PASSAGE TO READ —
Abstract

TRH stimulation tests (n = 1109) were performed on 1061 ambulatory and 43 hospitalized patients with varying thyroid status, using a TSH immunochemiluminometric assay with third and fourth generation sensitivity characteristics (functional sensitivity, 0.01 and 0.001 mU/L, respectively). TRH test results were analyzed as both absolute (stimulated minus basal TSH) and fold (stimulated/basal TSH) responses. The absolute TRH response varied 8-fold across the physiological TSH range, whereas the mean fold response remained almost constant (mean +/- SEM, 8.5 +/- 0.2). The fold response became progressively attenuated as basal TSH values declined below physiological levels, becoming essentially absent in clinically thyrotoxic patients with markedly depressed basal serum TSH levels (0.007 +/- 0.002 mU/L). Progressive attenuation also occurred at hypothyroid TSH levels; a markedly impaired fold response (2.5 +/- 0.4) was characteristic of primary hypothyroid patients with basal TSH values greater than 50 mU/L. In untreated central hypothyroid patients with near-normal basal TSH levels, the TRH fold response was impaired (1.7 +/- 0.2), whereas in T4-replaced central hypothyroid patients, fold responses were near normal (5.6 +/- 1.2). Neither nonthyroidal illness, age, or sex appeared to influence the pattern of fold TRH response in the populations evaluated. When using third and fourth generation TSH methodology, the TRH-stimulated TSH fold response is more diagnostically useful than the absolute TRH response. However, if patients have an intact hypothalamic-pituitary axis, there appears to be no diagnostic advantage gained by TRH testing over an accurately measured basal TSH value.

RAW DATA —
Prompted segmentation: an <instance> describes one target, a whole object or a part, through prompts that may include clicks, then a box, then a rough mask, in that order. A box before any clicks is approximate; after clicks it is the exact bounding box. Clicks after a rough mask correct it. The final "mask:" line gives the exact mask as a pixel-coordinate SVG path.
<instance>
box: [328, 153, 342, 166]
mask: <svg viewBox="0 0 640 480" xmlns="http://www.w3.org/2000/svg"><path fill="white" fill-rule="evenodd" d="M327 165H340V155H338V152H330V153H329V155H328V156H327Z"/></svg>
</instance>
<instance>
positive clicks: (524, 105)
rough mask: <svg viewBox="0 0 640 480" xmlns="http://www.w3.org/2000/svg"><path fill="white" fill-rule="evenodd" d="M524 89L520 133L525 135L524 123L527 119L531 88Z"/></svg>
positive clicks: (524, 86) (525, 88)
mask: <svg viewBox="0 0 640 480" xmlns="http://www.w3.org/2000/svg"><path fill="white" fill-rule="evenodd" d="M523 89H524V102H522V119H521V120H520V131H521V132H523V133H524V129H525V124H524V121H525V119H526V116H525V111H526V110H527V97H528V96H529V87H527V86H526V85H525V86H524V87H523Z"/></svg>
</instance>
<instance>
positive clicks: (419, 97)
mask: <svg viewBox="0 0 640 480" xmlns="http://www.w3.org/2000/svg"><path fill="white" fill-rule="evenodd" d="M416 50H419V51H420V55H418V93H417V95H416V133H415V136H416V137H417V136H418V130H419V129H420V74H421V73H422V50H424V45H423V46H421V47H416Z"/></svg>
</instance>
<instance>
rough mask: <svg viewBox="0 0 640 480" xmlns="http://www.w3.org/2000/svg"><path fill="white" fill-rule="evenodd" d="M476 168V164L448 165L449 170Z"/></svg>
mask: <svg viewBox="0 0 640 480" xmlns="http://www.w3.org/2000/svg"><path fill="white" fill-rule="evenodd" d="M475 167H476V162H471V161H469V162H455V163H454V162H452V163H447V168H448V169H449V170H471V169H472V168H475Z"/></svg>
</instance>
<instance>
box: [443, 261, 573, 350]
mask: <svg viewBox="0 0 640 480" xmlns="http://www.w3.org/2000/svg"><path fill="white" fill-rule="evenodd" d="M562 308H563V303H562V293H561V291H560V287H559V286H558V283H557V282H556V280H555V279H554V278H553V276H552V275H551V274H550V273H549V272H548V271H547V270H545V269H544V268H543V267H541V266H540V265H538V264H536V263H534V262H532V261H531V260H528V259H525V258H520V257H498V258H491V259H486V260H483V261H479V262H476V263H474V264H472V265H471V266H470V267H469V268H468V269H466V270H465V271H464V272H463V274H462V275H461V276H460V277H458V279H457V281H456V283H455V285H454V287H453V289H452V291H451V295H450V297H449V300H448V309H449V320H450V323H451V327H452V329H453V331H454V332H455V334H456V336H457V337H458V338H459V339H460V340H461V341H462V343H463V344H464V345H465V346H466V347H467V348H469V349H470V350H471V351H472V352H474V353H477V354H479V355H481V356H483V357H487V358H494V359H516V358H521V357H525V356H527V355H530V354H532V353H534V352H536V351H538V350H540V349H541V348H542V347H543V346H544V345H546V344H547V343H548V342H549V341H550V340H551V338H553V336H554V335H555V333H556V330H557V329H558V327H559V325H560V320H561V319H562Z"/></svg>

WHAT IS EXPECTED —
Answer these questions from the abstract on TRH testing:
1. How many TRH stimulation tests were performed?
2. What was the mean fold response across the physiological TSH range?
3. What fold response was reported for untreated central hypothyroid patients?
The data come from a different source than the abstract on TRH testing.

OUTPUT —
1. 1109
2. 8.5 +/- 0.2
3. 1.7 +/- 0.2